-- start of Extract provided --

Learn to speak Lao if you plan to work in the country for a couple years or more.  Language is the window to
the soul of a culture.  If you understand it you gain enormous insights into the culture and a deeper affinity and respect from the people.  Foreign employers with foresight insist on their people learning the local language.  Others say it is too costly.  In this case, one should simply ignore the employer and take lessons during working
hours and pay for them yourself.

Re-confirm everything.  It is a Lao communication style to repeat a message many times during a conversation, perhaps to ensure the meaning has been clearly understood.  Ask for clarification or opinions.   To help get your point across, use simple straightforward terms that lend themselves to direct translation.  If there are no objections, don't assume your partners agree.  If there are no questions, don't assume they understand.
Sometimes an effective technique is to ask your Lao partner to tell you what he or she plans to do based on your conversation.  In this way any misunderstanding will surface.

Another approach is to confirm your understanding with the Lao and listen carefully for their response.  If your
understanding is incorrect, they will usually let you know in a gentle way.  It is common for the Lao to affirm
your understanding with a simple yes and then proceed to describe their conclusion which may be something
quite different or even the opposite of what you have just described.  The Westerner often seeks clarification with either-or questions like, "Are we leaving for Savannakhet on Tuesday or Thursday?"  This technique is often frustrated by the Lao response which will simply be, "Yes," either because he doesn't know, because he has misunderstood your question, or because it has not been decided and he doesn't want to bring this to your
attention.

-- end of Extract provided --

* **Goal**: Copy out the passage on communicating with Lao partners word for word, from its first sentence to its last.

-- start of Recorded information --

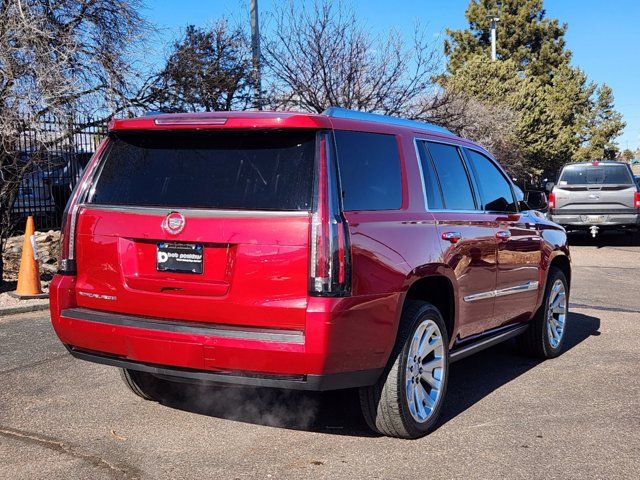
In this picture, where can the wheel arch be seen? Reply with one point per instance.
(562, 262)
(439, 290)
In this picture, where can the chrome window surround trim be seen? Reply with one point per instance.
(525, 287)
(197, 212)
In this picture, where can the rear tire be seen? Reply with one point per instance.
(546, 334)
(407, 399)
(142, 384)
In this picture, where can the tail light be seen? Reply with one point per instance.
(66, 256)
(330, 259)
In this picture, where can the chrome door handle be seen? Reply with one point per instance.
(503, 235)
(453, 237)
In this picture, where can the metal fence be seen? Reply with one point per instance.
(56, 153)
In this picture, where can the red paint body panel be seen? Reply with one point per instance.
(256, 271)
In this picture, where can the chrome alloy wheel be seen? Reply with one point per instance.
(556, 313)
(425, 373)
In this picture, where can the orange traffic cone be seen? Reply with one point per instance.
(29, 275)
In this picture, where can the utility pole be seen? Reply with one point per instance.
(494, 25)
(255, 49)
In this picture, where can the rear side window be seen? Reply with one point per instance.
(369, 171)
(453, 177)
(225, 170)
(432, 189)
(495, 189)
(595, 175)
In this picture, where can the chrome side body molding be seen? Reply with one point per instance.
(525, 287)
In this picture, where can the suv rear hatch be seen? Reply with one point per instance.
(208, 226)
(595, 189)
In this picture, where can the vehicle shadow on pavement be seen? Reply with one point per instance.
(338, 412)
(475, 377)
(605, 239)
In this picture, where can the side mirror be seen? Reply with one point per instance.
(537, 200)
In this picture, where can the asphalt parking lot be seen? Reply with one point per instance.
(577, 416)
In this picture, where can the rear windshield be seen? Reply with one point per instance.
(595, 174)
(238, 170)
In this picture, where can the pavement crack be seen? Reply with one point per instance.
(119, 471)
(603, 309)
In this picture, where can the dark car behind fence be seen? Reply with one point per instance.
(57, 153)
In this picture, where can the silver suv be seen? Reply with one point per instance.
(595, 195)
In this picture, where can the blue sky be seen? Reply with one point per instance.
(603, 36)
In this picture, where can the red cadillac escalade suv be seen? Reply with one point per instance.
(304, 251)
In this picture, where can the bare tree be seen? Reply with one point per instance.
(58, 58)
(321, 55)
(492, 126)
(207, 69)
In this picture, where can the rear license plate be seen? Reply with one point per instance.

-- end of Recorded information --
-- start of Recorded information --

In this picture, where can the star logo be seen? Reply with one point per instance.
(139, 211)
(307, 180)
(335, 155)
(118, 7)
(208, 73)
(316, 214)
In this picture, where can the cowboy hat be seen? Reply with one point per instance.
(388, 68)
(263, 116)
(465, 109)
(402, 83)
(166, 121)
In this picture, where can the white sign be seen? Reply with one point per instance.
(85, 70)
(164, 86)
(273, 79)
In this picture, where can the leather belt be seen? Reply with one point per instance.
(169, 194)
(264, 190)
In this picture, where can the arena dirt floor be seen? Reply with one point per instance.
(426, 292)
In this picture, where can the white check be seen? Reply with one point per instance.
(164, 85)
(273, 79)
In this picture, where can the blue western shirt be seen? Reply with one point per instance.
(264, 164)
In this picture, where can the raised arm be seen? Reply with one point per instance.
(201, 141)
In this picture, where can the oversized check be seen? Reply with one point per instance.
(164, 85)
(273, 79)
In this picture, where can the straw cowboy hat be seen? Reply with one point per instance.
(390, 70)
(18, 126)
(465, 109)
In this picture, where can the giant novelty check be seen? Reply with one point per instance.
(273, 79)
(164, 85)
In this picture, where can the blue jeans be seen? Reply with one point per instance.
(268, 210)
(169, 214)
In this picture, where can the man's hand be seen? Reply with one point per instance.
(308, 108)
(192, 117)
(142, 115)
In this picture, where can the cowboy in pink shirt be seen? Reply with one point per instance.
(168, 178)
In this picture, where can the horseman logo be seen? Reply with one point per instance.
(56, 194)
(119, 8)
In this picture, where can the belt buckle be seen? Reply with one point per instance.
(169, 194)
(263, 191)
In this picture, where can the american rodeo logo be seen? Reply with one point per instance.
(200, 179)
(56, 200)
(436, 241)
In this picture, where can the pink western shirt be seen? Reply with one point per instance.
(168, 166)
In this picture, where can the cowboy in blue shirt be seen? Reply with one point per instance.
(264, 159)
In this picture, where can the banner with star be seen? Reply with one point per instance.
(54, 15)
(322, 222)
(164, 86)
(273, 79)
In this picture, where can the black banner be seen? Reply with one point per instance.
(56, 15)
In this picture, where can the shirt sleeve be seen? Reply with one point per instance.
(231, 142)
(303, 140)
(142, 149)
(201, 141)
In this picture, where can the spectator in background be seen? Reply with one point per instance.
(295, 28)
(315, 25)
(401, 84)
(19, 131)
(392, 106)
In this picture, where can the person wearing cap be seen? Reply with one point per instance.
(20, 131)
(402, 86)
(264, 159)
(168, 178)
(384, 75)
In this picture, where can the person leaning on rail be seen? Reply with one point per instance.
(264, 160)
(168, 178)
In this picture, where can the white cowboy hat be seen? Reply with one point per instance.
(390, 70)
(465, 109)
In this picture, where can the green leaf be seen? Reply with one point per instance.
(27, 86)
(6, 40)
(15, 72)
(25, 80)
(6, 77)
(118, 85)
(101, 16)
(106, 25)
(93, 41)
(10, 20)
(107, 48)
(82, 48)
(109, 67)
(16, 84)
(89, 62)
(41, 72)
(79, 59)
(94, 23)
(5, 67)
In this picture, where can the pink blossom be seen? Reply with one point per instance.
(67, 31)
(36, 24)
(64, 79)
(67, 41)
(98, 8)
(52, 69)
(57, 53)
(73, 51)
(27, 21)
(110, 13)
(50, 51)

-- end of Recorded information --
-- start of Recorded information --

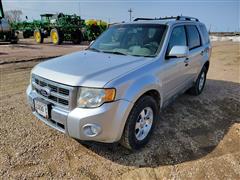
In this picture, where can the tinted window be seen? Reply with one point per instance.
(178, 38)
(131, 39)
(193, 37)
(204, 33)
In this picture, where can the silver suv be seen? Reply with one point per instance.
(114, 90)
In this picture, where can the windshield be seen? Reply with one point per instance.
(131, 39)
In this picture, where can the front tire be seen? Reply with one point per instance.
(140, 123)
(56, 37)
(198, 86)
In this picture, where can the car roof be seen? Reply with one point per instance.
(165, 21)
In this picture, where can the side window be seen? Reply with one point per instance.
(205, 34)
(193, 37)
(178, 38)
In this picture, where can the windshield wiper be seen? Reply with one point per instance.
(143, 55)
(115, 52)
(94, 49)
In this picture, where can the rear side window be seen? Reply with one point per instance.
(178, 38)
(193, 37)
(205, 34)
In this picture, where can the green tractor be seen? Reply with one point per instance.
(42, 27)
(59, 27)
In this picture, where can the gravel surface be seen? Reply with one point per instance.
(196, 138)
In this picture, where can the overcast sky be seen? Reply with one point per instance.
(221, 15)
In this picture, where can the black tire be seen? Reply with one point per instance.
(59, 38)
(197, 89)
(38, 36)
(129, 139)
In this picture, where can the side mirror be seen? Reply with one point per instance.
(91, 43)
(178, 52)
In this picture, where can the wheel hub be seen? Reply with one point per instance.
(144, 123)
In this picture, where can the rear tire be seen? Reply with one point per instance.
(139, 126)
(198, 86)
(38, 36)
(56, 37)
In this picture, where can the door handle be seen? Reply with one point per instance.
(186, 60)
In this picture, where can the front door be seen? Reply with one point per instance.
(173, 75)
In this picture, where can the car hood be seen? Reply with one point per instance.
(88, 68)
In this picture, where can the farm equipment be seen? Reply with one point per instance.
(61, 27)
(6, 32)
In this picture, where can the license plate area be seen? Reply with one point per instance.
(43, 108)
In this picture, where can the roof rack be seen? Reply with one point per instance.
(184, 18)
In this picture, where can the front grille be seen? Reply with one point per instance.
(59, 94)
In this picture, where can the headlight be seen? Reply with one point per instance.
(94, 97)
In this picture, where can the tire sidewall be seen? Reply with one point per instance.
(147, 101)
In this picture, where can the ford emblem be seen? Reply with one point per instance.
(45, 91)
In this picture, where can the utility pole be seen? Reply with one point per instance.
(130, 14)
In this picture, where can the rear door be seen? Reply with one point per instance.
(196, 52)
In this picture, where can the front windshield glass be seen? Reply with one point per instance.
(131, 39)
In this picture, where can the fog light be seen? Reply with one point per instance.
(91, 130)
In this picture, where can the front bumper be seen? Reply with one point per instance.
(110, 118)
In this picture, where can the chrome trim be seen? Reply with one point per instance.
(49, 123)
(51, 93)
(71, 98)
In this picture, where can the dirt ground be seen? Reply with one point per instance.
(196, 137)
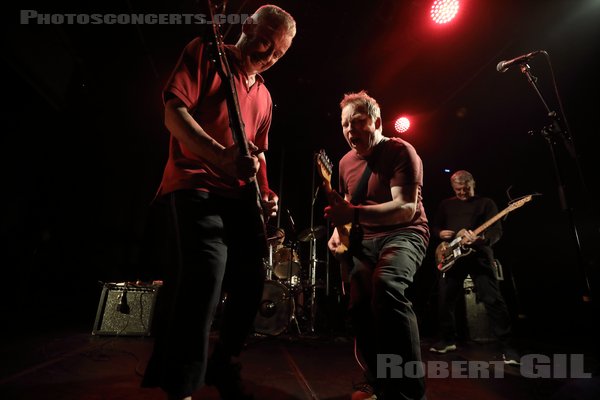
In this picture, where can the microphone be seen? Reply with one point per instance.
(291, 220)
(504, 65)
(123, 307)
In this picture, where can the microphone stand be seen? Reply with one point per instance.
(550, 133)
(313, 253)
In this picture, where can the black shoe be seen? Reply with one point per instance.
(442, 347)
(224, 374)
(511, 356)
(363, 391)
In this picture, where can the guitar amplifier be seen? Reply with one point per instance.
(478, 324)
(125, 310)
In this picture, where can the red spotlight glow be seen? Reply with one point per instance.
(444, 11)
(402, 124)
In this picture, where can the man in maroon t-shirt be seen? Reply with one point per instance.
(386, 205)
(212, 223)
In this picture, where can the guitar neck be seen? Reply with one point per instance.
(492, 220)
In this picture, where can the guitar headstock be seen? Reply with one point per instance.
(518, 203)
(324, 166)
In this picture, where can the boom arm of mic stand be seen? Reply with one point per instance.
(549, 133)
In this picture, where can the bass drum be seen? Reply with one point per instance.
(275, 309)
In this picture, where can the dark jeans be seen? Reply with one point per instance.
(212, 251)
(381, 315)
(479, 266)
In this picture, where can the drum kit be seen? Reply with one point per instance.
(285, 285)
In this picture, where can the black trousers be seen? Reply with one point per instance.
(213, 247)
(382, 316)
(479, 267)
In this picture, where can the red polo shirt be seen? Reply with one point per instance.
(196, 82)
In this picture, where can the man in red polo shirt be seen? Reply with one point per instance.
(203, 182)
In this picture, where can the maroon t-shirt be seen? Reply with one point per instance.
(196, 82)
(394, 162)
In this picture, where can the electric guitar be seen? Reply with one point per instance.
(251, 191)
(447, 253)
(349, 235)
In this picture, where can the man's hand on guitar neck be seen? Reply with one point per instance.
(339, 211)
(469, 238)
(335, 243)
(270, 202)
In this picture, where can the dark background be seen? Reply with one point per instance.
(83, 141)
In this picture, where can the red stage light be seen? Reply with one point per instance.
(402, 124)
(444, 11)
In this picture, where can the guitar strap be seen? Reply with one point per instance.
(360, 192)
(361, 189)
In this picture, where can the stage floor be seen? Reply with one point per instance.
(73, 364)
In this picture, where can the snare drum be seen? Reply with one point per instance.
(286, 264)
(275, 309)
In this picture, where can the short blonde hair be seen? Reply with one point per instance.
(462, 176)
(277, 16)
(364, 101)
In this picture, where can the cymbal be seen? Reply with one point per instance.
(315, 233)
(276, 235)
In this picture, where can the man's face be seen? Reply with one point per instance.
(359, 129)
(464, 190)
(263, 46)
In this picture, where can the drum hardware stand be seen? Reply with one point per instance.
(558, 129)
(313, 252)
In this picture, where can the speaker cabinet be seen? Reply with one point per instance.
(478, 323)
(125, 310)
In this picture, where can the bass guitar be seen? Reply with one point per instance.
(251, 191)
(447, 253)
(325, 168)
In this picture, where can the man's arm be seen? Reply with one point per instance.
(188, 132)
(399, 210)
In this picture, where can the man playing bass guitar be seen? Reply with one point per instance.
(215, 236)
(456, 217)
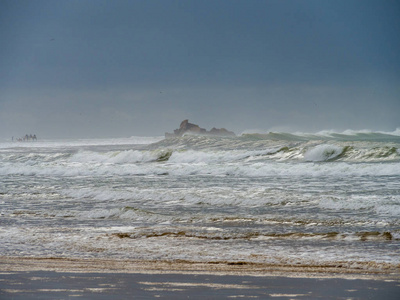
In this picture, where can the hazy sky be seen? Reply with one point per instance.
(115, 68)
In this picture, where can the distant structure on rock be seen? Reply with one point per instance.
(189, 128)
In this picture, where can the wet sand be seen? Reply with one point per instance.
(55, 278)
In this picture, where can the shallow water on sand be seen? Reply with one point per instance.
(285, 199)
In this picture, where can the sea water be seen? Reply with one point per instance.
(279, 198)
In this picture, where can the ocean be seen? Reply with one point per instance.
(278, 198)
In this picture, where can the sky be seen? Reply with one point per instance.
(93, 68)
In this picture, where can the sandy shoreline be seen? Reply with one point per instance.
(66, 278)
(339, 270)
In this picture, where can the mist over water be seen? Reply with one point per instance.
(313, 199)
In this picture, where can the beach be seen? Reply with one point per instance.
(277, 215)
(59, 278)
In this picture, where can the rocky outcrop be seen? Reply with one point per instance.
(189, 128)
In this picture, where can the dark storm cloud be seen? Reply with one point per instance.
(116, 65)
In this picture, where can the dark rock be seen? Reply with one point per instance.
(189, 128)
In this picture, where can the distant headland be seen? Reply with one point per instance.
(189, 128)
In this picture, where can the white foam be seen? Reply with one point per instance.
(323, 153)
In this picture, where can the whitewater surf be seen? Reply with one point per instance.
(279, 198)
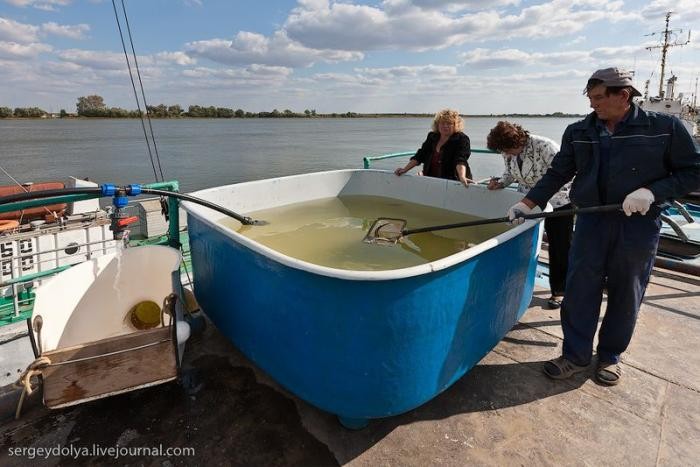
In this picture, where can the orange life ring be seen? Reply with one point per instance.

-- end of Recorded information --

* **Finished task**:
Learn to speak Lao if you plan to work in the country for a couple years or more.  Language is the window to
the soul of a culture.  If you understand it you gain enormous insights into the culture and a deeper affinity and respect from the people.  Foreign employers with foresight insist on their people learning the local language.  Others say it is too costly.  In this case, one should simply ignore the employer and take lessons during working
hours and pay for them yourself.

Re-confirm everything.  It is a Lao communication style to repeat a message many times during a conversation, perhaps to ensure the meaning has been clearly understood.  Ask for clarification or opinions.   To help get your point across, use simple straightforward terms that lend themselves to direct translation.  If there are no objections, don't assume your partners agree.  If there are no questions, don't assume they understand.
Sometimes an effective technique is to ask your Lao partner to tell you what he or she plans to do based on your conversation.  In this way any misunderstanding will surface.

Another approach is to confirm your understanding with the Lao and listen carefully for their response.  If your
understanding is incorrect, they will usually let you know in a gentle way.  It is common for the Lao to affirm
your understanding with a simple yes and then proceed to describe their conclusion which may be something
quite different or even the opposite of what you have just described.  The Westerner often seeks clarification with either-or questions like, "Are we leaving for Savannakhet on Tuesday or Thursday?"  This technique is often frustrated by the Lao response which will simply be, "Yes," either because he doesn't know, because he has misunderstood your question, or because it has not been decided and he doesn't want to bring this to your
attention.